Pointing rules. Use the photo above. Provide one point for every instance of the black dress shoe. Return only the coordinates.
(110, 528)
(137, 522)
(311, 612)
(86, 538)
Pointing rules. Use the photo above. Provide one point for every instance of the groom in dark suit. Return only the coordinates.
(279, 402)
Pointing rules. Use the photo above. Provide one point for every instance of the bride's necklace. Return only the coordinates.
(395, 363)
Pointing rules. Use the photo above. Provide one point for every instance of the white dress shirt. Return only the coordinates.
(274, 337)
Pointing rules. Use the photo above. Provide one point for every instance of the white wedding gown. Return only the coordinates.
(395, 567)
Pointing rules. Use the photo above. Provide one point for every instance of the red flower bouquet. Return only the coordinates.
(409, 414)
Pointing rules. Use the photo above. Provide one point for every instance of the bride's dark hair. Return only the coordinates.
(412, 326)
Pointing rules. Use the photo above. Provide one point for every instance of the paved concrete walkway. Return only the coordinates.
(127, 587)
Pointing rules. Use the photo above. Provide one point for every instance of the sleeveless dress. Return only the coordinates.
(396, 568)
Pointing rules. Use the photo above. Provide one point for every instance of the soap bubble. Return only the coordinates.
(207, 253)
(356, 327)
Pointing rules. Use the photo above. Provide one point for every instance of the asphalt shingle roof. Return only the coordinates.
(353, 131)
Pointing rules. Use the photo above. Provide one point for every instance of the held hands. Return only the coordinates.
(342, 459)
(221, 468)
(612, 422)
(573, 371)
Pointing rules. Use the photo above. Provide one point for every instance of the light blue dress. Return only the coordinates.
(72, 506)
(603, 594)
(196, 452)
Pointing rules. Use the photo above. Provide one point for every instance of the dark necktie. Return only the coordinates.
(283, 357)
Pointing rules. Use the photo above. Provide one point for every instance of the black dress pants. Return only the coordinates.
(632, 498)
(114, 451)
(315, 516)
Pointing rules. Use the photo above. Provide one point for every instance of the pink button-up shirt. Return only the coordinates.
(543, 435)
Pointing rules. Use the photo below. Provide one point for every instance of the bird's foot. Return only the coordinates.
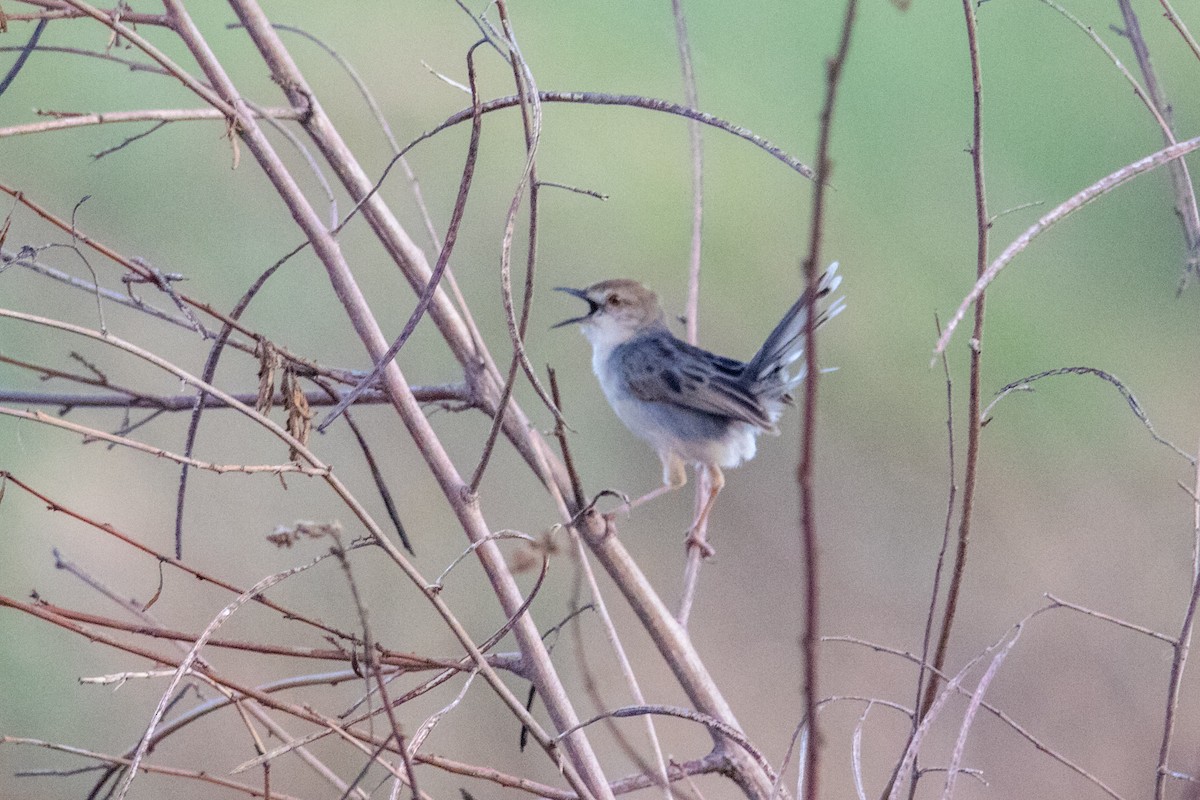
(697, 537)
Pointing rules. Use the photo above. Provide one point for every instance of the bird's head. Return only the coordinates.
(617, 311)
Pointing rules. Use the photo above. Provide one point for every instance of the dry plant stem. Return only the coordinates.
(60, 10)
(1065, 209)
(352, 503)
(672, 642)
(1182, 645)
(205, 94)
(975, 421)
(627, 668)
(697, 542)
(132, 265)
(186, 663)
(391, 235)
(54, 505)
(1181, 179)
(697, 173)
(1180, 26)
(676, 647)
(118, 761)
(531, 121)
(94, 433)
(589, 779)
(808, 525)
(633, 101)
(995, 711)
(143, 115)
(450, 394)
(432, 286)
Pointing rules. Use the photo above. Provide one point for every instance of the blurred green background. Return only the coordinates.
(1074, 498)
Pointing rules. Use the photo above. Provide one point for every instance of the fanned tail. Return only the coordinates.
(785, 346)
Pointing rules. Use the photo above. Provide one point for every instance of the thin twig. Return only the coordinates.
(431, 287)
(1180, 660)
(220, 469)
(1134, 405)
(975, 391)
(1061, 211)
(65, 122)
(809, 429)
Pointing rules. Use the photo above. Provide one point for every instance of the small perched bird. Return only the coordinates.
(691, 405)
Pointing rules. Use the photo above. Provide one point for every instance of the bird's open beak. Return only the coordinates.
(593, 306)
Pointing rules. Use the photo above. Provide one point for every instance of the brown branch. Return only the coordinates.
(975, 391)
(1061, 211)
(66, 121)
(456, 394)
(1181, 649)
(810, 768)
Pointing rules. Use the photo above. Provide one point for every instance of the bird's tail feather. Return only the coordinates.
(786, 343)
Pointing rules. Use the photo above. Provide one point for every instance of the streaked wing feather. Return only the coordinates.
(665, 370)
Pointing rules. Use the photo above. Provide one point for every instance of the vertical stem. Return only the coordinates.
(808, 435)
(975, 425)
(1181, 649)
(697, 172)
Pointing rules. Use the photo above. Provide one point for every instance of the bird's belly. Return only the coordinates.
(693, 435)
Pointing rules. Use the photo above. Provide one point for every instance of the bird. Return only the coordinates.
(691, 405)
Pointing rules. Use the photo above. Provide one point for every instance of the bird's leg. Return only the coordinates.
(713, 480)
(675, 475)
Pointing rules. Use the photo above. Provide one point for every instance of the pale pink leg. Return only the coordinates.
(699, 530)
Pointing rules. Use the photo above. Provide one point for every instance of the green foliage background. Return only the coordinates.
(1075, 498)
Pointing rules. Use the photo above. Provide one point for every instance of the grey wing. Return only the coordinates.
(660, 368)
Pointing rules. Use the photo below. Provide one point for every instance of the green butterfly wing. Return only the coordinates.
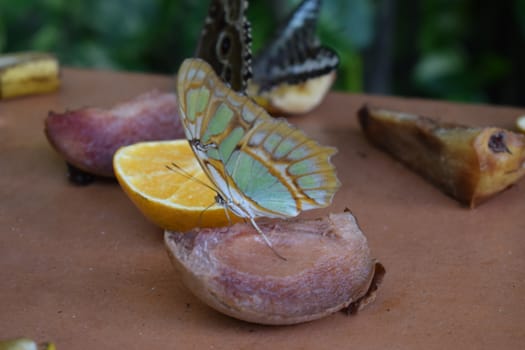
(260, 166)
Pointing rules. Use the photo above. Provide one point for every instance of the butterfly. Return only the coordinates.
(225, 42)
(259, 166)
(295, 53)
(291, 74)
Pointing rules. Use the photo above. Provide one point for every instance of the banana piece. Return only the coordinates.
(293, 99)
(24, 344)
(468, 163)
(28, 73)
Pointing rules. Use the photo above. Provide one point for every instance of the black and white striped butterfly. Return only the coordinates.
(292, 56)
(295, 53)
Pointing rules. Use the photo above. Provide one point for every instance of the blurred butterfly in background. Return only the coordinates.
(225, 42)
(291, 74)
(259, 166)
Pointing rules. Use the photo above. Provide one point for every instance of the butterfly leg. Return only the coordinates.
(266, 240)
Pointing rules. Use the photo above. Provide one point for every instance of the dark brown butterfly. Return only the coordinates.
(225, 42)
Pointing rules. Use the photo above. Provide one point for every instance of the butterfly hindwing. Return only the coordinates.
(295, 54)
(260, 166)
(225, 42)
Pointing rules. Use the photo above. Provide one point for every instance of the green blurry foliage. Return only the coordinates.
(461, 50)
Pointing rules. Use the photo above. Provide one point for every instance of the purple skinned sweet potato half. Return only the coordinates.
(88, 138)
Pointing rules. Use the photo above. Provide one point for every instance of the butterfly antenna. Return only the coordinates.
(177, 168)
(266, 240)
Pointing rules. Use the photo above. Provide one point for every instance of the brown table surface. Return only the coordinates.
(80, 266)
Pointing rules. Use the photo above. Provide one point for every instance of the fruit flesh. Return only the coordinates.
(328, 267)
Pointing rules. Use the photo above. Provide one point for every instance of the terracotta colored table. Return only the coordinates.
(81, 267)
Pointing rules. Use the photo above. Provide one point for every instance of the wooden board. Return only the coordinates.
(81, 267)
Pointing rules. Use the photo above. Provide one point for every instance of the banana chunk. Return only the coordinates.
(468, 163)
(28, 73)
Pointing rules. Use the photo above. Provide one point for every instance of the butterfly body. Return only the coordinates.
(260, 166)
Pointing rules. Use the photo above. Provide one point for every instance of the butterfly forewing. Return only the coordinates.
(260, 166)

----------

§ **Exercise description**: Go back to the data above and please quote exactly, and only, the lines from the line with "flesh. Return only the coordinates." through its last line.

§ **Solution to this exercise**:
Pointing rules. Use the photo above. Provide one point for every instance of the fruit flesh. Return only the coordinates.
(328, 267)
Pointing rules. Use the photo above. Provide one point for every instance of the terracotta colored table. Return only the coordinates.
(81, 267)
Pointing rules. Use the photo above. Provide one point for every instance of the wooden board. Return only the coordinates.
(81, 267)
Pointing rules. Use the photo above. Provide one point for every instance of the banana chunk. Return only the coordinates.
(468, 163)
(28, 73)
Pointing rules. Use the photo above. Provide one point for every instance of the butterfly body. Return only the coordinates.
(260, 166)
Pointing rules. Use the photo above. Provide one point for every instance of the butterfly forewing. Return only the coordinates.
(260, 166)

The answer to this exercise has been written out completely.